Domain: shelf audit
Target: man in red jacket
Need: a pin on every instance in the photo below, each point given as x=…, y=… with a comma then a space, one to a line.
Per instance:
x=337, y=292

################

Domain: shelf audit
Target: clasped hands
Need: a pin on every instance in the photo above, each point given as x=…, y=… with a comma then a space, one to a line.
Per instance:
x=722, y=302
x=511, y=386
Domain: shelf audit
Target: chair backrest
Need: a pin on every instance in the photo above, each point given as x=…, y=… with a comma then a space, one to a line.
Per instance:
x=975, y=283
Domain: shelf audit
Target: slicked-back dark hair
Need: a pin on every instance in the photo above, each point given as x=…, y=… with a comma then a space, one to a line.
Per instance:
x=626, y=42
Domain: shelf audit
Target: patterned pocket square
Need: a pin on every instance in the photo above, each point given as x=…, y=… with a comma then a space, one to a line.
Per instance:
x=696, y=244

################

Go through the listing above and copy each line that contains "Target".

Target: man in red jacket
Target: clasped hands
Target: chair backrest
Target: slicked-back dark hair
Target: patterned pocket square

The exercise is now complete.